**Jobs**.
#1 Answer these questions from the text about include filenames and like-named entities:
(a) When an absolute filename begins with "/usr/include", what happens to the rest of the name?
(b) What does the author believe PBS assumes about names?
(c) In whose source code does the author say two files each define static f and g?
#2 Carry the text about include filenames and like-named entities forward from its final sentence.

**Extract to read**.

^^^^

Following the perceived PBS convention, relative filenames are left whole.
Absolute filenames are converted to <foo.h>.  If the name of a file begins
with "/usr/include", then I have left the rest of the filename intact
(e.g., <stdio.h>, <sys/time.h>).  If the name begins with a slash but does
not start with "/usr/include", then I lop off all but the filename and
surround in "<" and ">" (e.g.,
/.software/arch/egcs+p-1.1/...[deletia].../egcs-2.91.55/include/limits.h is
shortened to <limits.h>).  It is possible that this may create some false
positive relationships if there are multiple includes of files named limits.h
(in fact, this does happen in the system I used as a guinea pig as it also
includes <sys/limits.h>).


Disambiguation, Unique IDs, and Fake Polymorphism
=================================================

One point I claim relative victory on is disambiguation of references to
different but like-named entities.  As far as I am aware, PBS assumes names
are unique.  For example, suppose A.c defines static f and g, and this f
calls this g, *and* B.c also defines static f and g and this f calls this
g.  (This actually happens in the ctags source code, where the author uses
a kind of fake polymorphism style to process different languages similarly.)
Clearly A's f calls A's g and B's f calls B's g and never the twain shall
meet.  However, if you resolve references based only on entity names, then
you can be fooled into assuming A's f calls B's g and B's f calls A's g,
and thus there are file level dependencies from A to B and from B to A
(when in fact there aren't!).

^^^^

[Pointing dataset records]
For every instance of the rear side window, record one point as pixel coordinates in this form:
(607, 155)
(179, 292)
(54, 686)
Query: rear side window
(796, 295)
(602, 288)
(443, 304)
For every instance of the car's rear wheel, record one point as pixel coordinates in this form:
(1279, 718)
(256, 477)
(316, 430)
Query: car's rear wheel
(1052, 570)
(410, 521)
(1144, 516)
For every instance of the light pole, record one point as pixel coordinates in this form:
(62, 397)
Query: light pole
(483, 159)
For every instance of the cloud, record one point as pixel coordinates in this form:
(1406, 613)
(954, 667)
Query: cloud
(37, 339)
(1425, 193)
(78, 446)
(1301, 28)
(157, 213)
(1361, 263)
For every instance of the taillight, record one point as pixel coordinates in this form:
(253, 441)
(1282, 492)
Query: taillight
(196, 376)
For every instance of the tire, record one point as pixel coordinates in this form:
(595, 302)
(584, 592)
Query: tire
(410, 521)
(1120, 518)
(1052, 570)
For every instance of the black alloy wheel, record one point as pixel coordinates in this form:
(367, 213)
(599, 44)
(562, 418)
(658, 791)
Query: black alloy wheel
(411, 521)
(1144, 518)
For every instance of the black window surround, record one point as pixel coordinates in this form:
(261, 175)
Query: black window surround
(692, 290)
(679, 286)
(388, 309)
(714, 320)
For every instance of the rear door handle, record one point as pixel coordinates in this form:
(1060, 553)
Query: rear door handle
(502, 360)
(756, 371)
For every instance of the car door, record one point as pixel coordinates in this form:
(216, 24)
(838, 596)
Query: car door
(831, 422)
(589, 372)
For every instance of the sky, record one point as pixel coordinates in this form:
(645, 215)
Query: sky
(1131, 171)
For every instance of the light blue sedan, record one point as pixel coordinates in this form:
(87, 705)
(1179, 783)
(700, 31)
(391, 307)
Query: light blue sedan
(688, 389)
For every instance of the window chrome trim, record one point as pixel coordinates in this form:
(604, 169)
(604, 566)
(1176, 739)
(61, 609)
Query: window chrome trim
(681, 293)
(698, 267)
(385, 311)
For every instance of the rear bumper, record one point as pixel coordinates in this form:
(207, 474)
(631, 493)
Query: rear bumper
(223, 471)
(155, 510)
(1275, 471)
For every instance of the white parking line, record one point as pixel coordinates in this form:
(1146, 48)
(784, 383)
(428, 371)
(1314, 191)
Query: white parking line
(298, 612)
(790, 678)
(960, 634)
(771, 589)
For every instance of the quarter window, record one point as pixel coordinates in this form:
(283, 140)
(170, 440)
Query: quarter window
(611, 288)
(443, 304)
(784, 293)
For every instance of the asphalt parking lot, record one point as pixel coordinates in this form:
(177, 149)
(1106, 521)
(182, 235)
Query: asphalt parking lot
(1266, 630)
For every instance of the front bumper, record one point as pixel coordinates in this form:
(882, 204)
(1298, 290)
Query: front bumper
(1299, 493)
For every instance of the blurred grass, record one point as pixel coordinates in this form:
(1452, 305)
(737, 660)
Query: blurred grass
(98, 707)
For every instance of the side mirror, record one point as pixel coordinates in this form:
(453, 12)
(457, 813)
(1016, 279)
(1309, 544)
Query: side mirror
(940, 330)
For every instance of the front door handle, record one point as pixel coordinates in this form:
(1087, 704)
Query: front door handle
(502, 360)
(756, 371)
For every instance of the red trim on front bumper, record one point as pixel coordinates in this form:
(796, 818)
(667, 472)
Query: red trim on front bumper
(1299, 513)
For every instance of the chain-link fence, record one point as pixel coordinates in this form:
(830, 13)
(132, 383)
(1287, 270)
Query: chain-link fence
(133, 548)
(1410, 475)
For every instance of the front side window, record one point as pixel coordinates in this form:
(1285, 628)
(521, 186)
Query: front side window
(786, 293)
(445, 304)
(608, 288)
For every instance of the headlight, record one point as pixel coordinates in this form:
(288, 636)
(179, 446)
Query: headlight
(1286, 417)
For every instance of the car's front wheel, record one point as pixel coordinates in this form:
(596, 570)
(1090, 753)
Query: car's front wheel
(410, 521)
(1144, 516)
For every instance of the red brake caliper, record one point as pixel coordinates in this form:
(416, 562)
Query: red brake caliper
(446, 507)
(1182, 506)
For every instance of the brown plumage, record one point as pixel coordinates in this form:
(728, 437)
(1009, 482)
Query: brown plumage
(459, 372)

^^^^

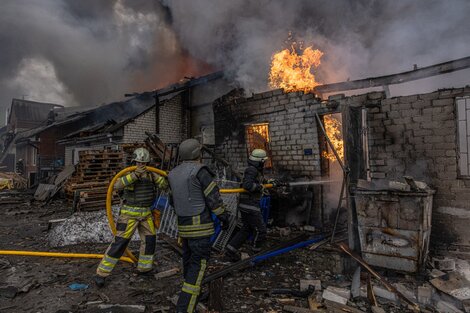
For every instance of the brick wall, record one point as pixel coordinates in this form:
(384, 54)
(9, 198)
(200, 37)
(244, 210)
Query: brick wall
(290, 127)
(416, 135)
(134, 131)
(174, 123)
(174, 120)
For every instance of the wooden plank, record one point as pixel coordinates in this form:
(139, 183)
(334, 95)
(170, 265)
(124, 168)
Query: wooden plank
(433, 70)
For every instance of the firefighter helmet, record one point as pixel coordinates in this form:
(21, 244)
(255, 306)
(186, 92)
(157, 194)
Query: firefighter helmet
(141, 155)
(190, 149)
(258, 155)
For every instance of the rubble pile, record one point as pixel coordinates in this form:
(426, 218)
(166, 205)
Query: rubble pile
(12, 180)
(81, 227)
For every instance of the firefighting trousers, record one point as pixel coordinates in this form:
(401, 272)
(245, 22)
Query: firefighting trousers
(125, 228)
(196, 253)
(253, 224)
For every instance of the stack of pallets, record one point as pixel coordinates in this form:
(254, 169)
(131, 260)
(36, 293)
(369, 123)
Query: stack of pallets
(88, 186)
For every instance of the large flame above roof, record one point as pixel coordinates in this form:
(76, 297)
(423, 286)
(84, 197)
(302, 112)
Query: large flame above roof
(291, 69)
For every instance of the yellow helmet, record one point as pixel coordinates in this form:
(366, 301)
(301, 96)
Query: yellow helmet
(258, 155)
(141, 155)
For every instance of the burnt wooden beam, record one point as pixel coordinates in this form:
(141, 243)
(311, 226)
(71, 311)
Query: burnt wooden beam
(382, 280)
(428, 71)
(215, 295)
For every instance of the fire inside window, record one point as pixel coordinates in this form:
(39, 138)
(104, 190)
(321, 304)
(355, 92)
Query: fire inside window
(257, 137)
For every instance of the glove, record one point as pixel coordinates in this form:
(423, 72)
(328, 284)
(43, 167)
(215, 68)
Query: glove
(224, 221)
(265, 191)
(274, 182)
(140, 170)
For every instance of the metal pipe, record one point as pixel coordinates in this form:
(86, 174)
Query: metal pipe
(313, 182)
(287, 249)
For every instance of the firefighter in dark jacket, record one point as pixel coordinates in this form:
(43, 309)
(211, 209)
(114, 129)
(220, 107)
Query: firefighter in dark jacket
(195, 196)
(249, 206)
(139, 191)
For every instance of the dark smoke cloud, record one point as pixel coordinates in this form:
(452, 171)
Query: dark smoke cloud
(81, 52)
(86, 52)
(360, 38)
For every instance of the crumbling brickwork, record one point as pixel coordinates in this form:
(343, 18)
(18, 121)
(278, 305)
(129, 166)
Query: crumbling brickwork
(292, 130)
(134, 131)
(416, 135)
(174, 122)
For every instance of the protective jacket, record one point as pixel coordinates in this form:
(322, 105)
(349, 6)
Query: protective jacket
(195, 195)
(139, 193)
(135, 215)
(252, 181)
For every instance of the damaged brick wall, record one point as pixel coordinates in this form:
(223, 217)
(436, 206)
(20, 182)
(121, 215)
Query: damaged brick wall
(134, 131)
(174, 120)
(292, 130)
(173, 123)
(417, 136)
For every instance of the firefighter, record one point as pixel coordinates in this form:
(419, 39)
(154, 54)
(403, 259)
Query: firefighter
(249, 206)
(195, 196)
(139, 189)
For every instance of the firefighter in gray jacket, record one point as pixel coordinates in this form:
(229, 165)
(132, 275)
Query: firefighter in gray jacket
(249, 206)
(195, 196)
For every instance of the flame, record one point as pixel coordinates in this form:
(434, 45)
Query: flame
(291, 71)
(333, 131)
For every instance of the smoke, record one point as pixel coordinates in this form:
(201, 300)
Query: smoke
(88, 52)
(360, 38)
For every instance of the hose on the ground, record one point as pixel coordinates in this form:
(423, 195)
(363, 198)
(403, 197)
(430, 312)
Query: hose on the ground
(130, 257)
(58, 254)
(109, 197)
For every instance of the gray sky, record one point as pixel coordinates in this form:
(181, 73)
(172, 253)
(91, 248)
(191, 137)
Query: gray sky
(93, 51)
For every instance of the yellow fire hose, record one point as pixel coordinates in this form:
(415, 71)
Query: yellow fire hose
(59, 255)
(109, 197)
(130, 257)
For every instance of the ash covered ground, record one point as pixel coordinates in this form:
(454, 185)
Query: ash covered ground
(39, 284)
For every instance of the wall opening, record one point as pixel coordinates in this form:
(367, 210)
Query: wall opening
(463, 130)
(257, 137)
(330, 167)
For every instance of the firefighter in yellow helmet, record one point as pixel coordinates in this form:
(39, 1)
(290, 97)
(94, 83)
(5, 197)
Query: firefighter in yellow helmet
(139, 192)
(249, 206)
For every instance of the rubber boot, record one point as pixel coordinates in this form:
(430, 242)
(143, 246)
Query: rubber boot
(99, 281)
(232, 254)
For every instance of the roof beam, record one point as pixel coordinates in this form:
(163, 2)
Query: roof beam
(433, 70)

^^^^

**Expected answers**.
#1
(a) The rest of the filename is left intact (e.g., <stdio.h>, <sys/time.h>).
(b) That names are unique.
(c) The ctags source code.

#2
CCia generates unique IDs for each entity and does all of its resolving
based on these IDs (an entity's name is merely an attribute).  In theory,
this should work ... except that it doesn't.  First, it seems to get
confused in the cases described above but only when the second entity is a
type.  Second, sometimes the same entity ends up with two unique
identifiers (which means you can miss relationships that do exist).  Ivan
thinks this might be do to not handling hashing collisions.  The old
extractor "cia" doesn't make these mistakes BTW, but its use is being
discouraged and it extracts less information than CCia.  

What I did is to create my own simple-minded mangling scheme by combining
the filename with a "#" and the entity name.  I use this as a uniqueID for
doing all of my relational calculating, then at the last minute I
regenerate the entity name by awk-ing off "<filename>#".  Thus, no
confusion ... well, not unless there is function overloading.  I could
solve this by adding more detail, like param lists (which are easy to get
at), but then I run into the problem of strings getting too long for grok
... unless I use a clever hashing scheme like acacia does (incorrectly).
Well, maybe I could solve world hunger too if I put my mind to it, but not
today.


Comparing CCia and cfx/fbgen output
===================================

Some notes after having examined output from each tool side-by-side:
-- PBS generates wrong line numbers for locs sometimes.  Acacia seems to
   get them correct always.
-- Both PBS and Acacia do an excellent job of extracting entities,
   including those defines in library include files.
-- Acacia gets a lot more (correct) calls and variable references that PBS
   does not (and should, as they are not tricky).
-- PBS gets some usetype, usestruct, and useenums that Acacia does not (but
   should).
-- there are some other small incompatibilities which don't matter too much
   (eg compiler-defined macros, the "*Initialization* "file" that PBS
   produces).
-- I added an extra tuple called "libraryref func var" for references to
   variables declared in library include files (eg __ctype, errno).
   I could also add the following if there is interest by decommenting a
   couple of lines: dcllocend, vardcllocend, vardeflocend, macrodeflocend,
   typedeflocend.  Not sure if they are useful.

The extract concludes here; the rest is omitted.